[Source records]
--- Begin ---
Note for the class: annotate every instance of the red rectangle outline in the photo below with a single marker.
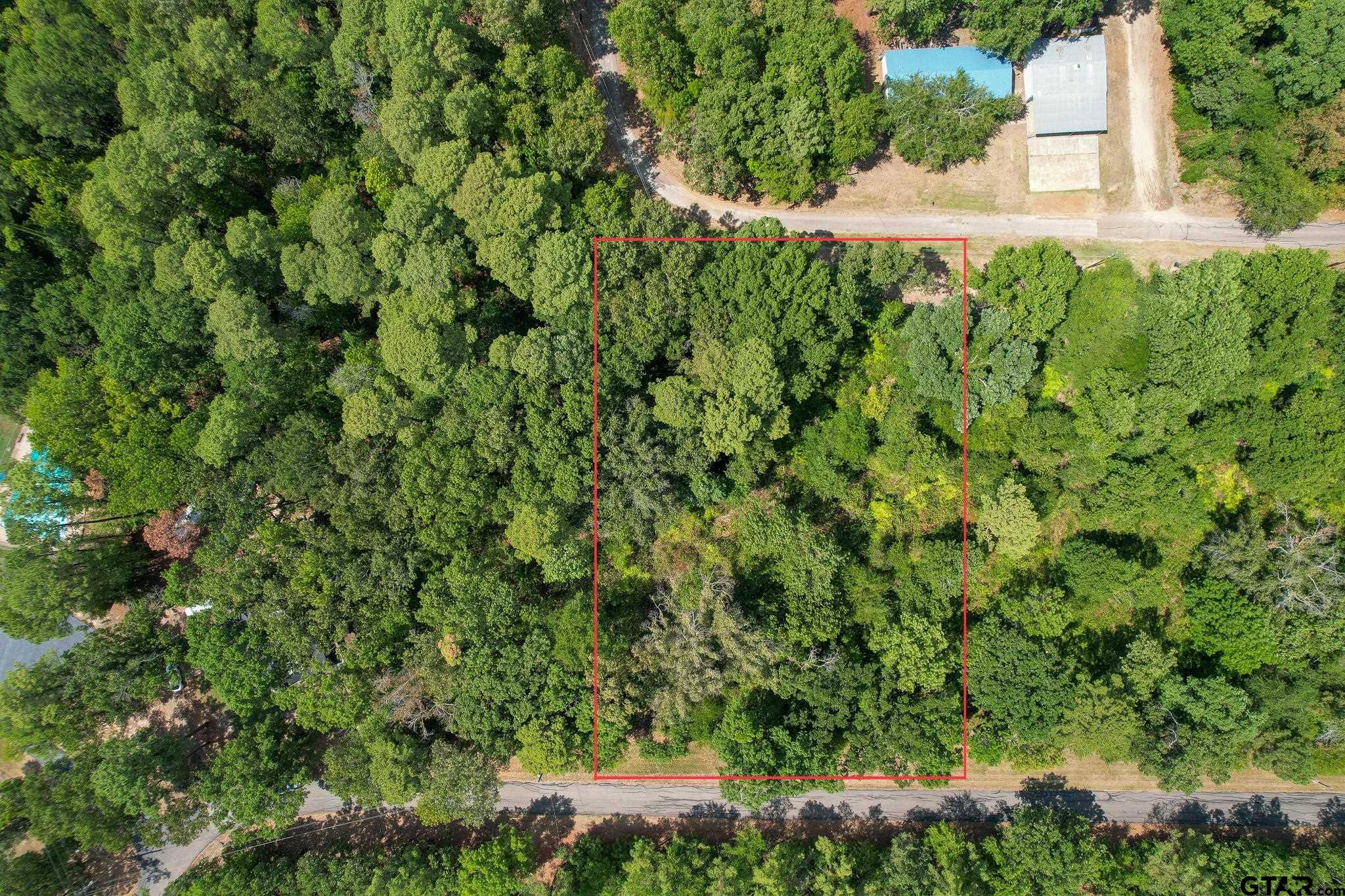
(793, 240)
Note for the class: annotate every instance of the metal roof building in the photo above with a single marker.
(1066, 85)
(985, 69)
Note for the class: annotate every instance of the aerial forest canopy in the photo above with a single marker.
(298, 310)
(1040, 851)
(771, 97)
(1261, 102)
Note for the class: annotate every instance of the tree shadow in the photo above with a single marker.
(1259, 812)
(1333, 813)
(712, 809)
(775, 809)
(814, 811)
(552, 805)
(961, 807)
(1051, 792)
(1181, 812)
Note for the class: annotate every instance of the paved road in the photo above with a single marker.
(603, 798)
(916, 803)
(631, 135)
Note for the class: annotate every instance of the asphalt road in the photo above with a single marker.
(630, 135)
(916, 803)
(919, 803)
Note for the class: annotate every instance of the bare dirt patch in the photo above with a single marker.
--- End ---
[The exercise] Rewrite every line of the items above, keeping the requests unchanged and leaving out the pictures. Multiply each coordinate in the answers by 0.85 and round to the nearest whole number, with halves rounded up.

[Solved problem]
Note for the class: annotate every instance of the red rectangle outline in the photo below with a single marker.
(674, 204)
Note for the class: annotate every instance of the metal roof building in the photo above with a single marker.
(906, 72)
(837, 59)
Note for the class: annotate every instance of the aerial forest canopy in the photo above with a single marker.
(253, 264)
(884, 723)
(655, 82)
(1072, 87)
Note for the class: annotate every instance of the tree shadow in the photo above with a single marker.
(1070, 690)
(1133, 691)
(605, 688)
(659, 688)
(692, 689)
(469, 684)
(817, 686)
(893, 673)
(1004, 690)
Note for the class: annotate every instance of the paved road in the photo above with a single marker.
(513, 678)
(779, 683)
(536, 115)
Note for the class: annotate every instance of the asphalt road in the photo above with a single marker.
(536, 115)
(779, 683)
(781, 683)
Note for the class: annotate every instance of the bare dirt patch in the photo above with a single marker.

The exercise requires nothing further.